TEXT PROVIDED
* * *

Cant believe that all this is over your IDE Cable Big Bang Theory. PC eye his burner worked just fine untill he unchecked some items. Its pretty obvious what happen. Why dont you just stop the B/S.


----------



## PC eye

StrangleHold said:


> Yes it is.
> 
> Cant believe that all this is over your IDE Cable Big Bang Theory. PC eye his burner worked just fine untill he unchecked some items. Its pretty obvious what happen. Why dont you just stop the B/S.


 
And if it turns out the drive simply quit or and who said just ide but simply put data cable since drewski never replied with either what type ide or sata as far as the optical drive let alone which version of Windows was being run there. So before you open your yap again maybe you should pull your head out of your... and actually smell what you are shoveling.


----------



## MrBucket

Ya he probably hasn't replied back yet because your making a big f**cking deal about this, i wouldn't either if i didn't know what i was doing and i came on a forum and a guy's panties were up in a bunch and started "e-fights" with other people over a tiny obvious first suggestion. An admin should really just come in here and lock/delete this thread this is just getting stupid honestly.


----------



## ihavenoname

Drewski..... try this: right click on the CD drive > click properties > click the recording tab > make sure the "Enable CD recording on this drive." box is checked. That could of been changed when you were screwing around in there, lol.


----------



## PC eye

MrBucket said:


> Ya he probably hasn't replied back yet because your making a big f**cking deal about this, i wouldn't either if i didn't know what i was doing and i came on a forum and a guy's panties were up in a bunch and started "e-fights" with other people over a tiny obvious first suggestion. An admin should really just come in here and lock/delete this thread this is just getting stupid honestly.


 
You should see the volumes of other threads trashed by a few unnamed...  Yet not much has even been done there.

I've simply been waiting to see if the OP will actually return at this point with a few answers rather then listening to the "noise" by some people trying to rule anything else other then what they think is absolute without question without first finding out more.


----------



## StrangleHold

This is exactly how you got 20,000 post. PC eye you just cant stop can you. Its like a endless rant on and on and on. It gets to the point where the thread is meaningless because you have twisted/dragged/kicked/wiggled the thread to death.

* * *

WHAT YOU WILL DO
Please reproduce the stretch of the forum thread between "I've simply been" and "finding out more.", inclusive, word for word.

DATASET ENTRIES
* * *

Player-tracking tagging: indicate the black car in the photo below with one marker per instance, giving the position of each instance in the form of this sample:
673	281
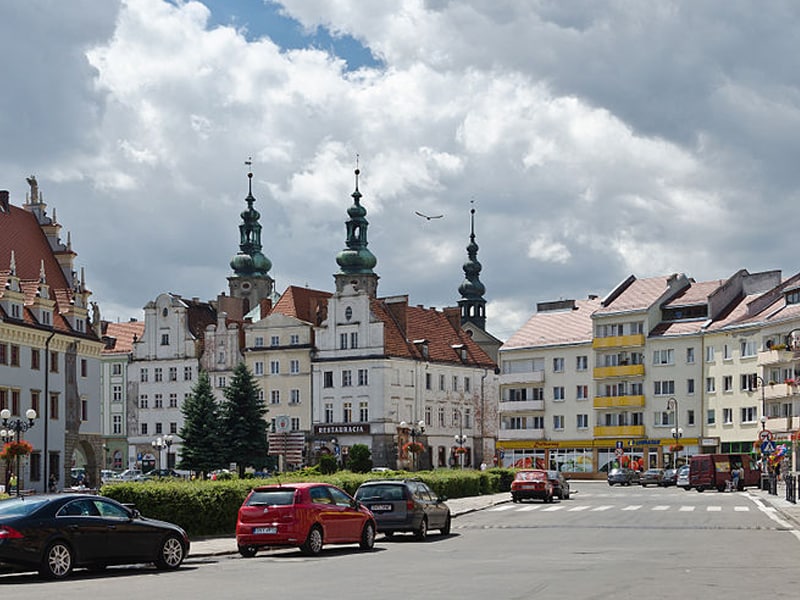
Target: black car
560	484
59	532
405	505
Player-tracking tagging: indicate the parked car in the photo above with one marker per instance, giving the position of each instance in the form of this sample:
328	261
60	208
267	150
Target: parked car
651	477
405	505
670	477
622	476
58	532
306	515
560	484
532	484
683	478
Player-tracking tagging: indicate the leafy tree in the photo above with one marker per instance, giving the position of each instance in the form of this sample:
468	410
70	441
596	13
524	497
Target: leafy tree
243	425
202	443
359	459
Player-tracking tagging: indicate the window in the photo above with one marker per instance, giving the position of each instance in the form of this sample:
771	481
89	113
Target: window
664	357
709	353
664	388
727	416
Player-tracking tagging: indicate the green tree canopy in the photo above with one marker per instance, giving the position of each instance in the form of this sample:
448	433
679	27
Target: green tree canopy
243	424
201	448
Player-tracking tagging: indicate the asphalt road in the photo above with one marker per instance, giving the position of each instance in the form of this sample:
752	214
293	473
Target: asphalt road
603	543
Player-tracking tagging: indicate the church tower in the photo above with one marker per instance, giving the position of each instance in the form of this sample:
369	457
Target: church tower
250	280
356	261
472	303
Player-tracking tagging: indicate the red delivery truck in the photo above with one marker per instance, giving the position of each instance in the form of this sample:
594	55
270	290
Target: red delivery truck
707	471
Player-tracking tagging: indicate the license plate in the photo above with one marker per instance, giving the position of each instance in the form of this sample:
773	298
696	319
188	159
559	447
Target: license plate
257	530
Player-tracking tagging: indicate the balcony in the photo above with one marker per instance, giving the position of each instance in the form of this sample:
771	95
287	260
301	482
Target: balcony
521	406
520	434
618	371
522	378
618	431
619	341
618	401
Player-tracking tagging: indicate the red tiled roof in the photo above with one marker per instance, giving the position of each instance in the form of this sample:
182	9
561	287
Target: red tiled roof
120	336
556	327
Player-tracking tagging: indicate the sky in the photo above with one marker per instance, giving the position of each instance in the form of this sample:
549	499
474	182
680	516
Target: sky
595	140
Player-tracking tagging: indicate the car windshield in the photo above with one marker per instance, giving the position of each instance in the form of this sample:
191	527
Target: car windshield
20	506
276	497
380	492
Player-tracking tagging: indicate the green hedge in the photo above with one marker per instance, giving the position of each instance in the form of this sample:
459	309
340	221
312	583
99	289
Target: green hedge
208	508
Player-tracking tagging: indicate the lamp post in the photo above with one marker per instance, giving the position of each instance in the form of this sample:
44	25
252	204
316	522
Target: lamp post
14	428
414	430
677	432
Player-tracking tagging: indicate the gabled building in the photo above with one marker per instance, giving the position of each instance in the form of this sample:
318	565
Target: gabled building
49	346
395	377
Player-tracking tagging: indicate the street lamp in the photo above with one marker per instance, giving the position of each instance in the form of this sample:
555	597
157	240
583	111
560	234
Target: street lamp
677	432
14	428
414	430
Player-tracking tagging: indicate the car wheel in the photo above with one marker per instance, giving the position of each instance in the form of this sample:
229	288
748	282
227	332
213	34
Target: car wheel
171	553
368	536
313	544
446	529
422	532
57	561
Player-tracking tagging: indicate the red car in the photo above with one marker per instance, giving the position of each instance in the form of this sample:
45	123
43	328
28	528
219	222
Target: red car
306	515
532	484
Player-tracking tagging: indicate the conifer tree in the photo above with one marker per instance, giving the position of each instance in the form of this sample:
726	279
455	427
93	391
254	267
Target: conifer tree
243	423
202	448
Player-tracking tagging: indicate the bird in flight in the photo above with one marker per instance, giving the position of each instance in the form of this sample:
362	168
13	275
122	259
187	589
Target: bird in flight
419	214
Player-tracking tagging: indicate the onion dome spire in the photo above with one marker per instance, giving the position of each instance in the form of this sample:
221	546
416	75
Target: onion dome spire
473	305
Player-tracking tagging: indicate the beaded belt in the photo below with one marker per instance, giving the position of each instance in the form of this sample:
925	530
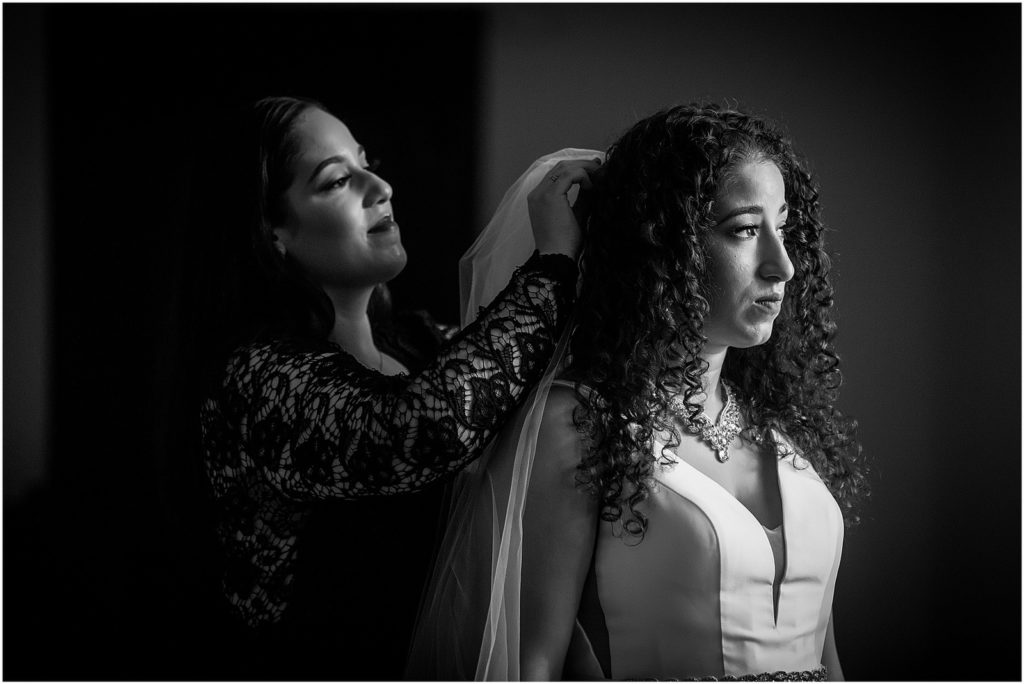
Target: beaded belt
819	675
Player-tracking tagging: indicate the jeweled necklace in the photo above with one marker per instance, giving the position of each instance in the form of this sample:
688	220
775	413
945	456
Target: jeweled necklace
718	435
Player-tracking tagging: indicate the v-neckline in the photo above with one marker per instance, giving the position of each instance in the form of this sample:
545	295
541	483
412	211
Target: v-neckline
764	530
729	495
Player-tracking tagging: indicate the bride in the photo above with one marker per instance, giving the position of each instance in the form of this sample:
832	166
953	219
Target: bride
671	501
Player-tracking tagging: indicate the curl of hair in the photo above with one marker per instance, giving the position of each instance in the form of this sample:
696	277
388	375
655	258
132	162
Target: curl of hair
644	296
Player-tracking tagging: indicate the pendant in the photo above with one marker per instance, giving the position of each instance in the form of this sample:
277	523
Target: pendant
719	436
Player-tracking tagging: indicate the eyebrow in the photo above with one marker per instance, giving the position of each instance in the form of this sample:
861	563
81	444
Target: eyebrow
337	159
750	209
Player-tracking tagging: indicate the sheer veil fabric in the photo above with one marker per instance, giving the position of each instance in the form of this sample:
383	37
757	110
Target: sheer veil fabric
469	617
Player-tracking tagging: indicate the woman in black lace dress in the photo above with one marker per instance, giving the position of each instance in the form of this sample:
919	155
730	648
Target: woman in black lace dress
310	417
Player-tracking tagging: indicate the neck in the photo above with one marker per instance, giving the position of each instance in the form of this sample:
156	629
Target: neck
711	381
351	325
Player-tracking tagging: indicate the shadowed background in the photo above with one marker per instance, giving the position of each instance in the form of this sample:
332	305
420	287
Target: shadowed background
909	117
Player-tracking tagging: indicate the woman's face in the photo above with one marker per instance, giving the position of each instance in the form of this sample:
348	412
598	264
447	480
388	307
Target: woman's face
339	224
749	263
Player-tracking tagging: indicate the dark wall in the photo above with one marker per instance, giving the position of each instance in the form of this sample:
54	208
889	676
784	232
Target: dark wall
104	561
910	118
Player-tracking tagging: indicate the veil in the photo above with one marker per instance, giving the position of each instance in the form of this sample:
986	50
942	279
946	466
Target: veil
468	626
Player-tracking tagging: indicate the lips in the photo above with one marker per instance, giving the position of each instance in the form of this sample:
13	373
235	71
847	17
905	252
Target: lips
385	224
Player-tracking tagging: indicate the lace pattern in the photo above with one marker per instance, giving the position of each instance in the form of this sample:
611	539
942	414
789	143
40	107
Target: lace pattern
295	423
819	675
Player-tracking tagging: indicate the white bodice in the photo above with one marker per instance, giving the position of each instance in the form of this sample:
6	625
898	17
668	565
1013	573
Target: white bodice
694	598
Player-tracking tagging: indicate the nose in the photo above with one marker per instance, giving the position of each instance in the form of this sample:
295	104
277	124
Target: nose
378	190
775	264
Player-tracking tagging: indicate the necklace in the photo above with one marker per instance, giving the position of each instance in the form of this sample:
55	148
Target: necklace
718	435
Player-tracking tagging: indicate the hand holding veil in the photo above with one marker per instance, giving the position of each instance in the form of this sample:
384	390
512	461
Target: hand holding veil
469	617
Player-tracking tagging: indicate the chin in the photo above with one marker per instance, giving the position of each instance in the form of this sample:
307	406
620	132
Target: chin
753	337
395	264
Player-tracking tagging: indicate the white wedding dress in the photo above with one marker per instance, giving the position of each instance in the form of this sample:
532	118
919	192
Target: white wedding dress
694	599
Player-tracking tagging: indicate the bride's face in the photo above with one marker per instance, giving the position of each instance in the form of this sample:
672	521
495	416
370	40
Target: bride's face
749	263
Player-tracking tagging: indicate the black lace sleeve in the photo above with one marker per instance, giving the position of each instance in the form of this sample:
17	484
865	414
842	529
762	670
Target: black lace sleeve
314	424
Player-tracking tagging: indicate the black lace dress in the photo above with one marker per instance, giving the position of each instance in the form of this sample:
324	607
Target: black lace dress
304	447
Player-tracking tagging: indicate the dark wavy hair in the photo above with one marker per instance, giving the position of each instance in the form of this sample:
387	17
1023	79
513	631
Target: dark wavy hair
253	293
645	294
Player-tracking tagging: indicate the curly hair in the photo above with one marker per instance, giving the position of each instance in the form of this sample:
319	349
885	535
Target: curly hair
644	295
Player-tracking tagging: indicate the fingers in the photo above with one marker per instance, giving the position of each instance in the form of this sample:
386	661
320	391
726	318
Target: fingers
570	172
563	176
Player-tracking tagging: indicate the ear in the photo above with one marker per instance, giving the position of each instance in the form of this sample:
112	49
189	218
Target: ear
280	238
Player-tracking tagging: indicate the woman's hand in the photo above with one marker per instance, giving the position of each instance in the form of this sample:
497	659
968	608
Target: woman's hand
555	227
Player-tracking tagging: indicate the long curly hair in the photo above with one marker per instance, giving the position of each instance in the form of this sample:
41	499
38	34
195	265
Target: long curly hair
644	295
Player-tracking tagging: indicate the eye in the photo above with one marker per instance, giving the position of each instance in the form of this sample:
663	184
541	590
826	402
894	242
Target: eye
745	231
338	182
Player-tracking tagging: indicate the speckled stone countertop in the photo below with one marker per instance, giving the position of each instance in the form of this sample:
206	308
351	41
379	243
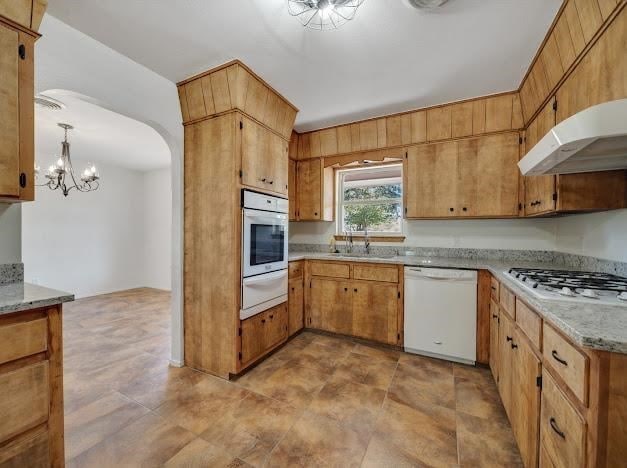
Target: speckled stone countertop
16	297
594	326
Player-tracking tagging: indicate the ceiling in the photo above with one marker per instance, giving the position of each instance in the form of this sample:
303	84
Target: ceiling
390	58
99	136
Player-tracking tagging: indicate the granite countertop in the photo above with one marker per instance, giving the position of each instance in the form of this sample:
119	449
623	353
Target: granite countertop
595	326
16	297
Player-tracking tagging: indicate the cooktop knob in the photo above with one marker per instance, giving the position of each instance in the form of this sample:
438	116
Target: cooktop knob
590	293
566	291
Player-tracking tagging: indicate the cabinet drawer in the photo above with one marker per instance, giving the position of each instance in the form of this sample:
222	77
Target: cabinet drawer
295	269
23	339
569	363
25	399
562	429
507	300
376	273
529	322
494	288
331	269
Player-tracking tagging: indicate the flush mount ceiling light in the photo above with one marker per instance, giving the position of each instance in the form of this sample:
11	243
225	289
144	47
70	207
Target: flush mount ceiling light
323	14
61	175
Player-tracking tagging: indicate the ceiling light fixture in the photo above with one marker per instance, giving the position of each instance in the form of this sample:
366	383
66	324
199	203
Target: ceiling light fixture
323	14
62	170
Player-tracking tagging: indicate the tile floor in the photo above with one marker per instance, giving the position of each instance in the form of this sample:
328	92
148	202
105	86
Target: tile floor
318	401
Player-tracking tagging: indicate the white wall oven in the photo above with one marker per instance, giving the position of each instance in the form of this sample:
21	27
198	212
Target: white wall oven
264	252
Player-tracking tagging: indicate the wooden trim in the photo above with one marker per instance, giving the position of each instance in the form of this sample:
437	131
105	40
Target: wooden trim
245	67
373	238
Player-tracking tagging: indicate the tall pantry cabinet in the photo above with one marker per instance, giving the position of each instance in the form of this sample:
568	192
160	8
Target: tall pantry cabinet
19	22
237	131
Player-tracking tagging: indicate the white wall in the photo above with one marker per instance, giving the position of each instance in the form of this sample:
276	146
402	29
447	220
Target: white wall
157	225
517	234
602	235
86	243
115	238
10	238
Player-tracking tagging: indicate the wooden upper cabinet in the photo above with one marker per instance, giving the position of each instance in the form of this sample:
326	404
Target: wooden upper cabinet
431	180
235	86
27	13
264	158
17	117
292	192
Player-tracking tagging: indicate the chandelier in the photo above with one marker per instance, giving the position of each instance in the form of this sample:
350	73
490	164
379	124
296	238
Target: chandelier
323	14
61	175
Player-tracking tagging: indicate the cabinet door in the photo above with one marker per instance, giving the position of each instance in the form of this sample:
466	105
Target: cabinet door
253	338
539	190
291	193
497	176
309	186
275	326
295	305
525	412
506	336
494	339
331	303
264	158
431	181
9	113
375	311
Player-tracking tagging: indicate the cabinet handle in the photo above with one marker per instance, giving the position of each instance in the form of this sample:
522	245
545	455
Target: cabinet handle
558	359
554	426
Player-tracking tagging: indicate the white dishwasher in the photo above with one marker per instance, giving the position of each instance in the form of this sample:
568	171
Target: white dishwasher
441	313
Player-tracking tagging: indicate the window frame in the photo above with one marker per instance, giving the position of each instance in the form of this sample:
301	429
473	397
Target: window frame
339	200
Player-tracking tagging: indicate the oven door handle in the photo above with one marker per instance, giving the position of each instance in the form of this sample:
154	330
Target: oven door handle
265	278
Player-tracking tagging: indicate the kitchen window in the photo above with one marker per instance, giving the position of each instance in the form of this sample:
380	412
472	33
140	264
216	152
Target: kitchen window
370	199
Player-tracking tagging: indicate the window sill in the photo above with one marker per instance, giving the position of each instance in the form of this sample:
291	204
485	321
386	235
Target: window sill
373	238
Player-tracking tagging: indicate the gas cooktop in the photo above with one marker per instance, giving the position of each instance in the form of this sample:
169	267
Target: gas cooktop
579	286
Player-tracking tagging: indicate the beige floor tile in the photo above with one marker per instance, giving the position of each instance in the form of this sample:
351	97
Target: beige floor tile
96	421
486	442
149	441
201	454
368	370
350	403
251	429
423	380
404	435
317	441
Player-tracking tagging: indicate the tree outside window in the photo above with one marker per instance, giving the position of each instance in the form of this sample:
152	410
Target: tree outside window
370	199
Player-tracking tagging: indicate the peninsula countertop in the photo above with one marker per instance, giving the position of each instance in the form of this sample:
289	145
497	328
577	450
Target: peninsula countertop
594	326
16	297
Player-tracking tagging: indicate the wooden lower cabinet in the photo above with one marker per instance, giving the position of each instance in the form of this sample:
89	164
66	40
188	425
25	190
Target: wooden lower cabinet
562	429
295	306
375	311
31	386
525	398
494	339
348	306
506	336
263	332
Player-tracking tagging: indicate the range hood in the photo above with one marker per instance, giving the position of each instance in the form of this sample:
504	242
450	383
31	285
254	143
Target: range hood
594	139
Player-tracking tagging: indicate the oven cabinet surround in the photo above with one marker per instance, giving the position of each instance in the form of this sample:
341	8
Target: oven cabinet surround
472	177
355	299
31	385
566	404
237	130
17	113
295	297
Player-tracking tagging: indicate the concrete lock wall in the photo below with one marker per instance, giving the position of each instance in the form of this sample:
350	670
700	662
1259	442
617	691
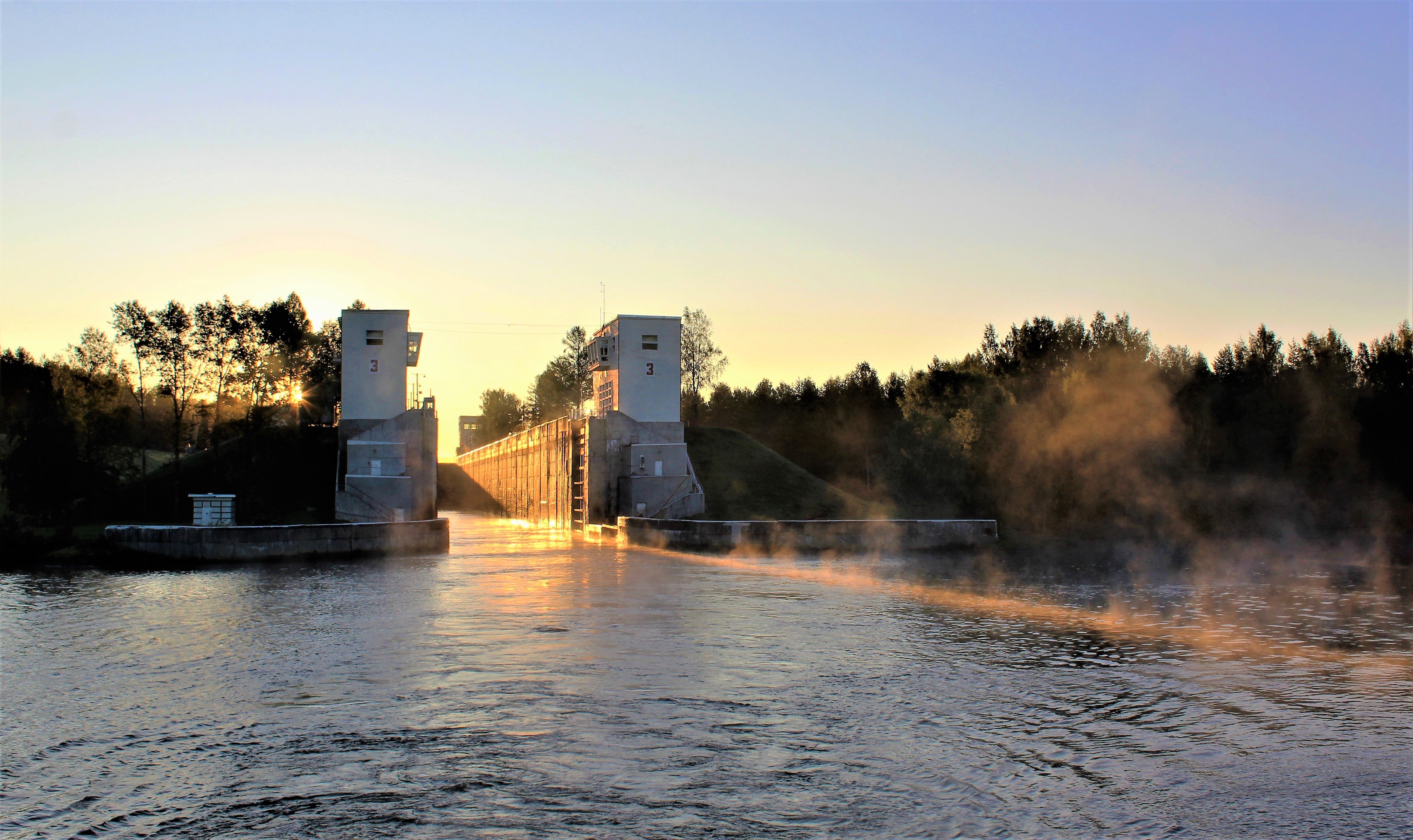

* * *

REPLY
I've simply been waiting to see if the OP will actually return at this point with a few answers rather then listening to the "noise" by some people trying to rule anything else other then what they think is absolute without question without first finding out more.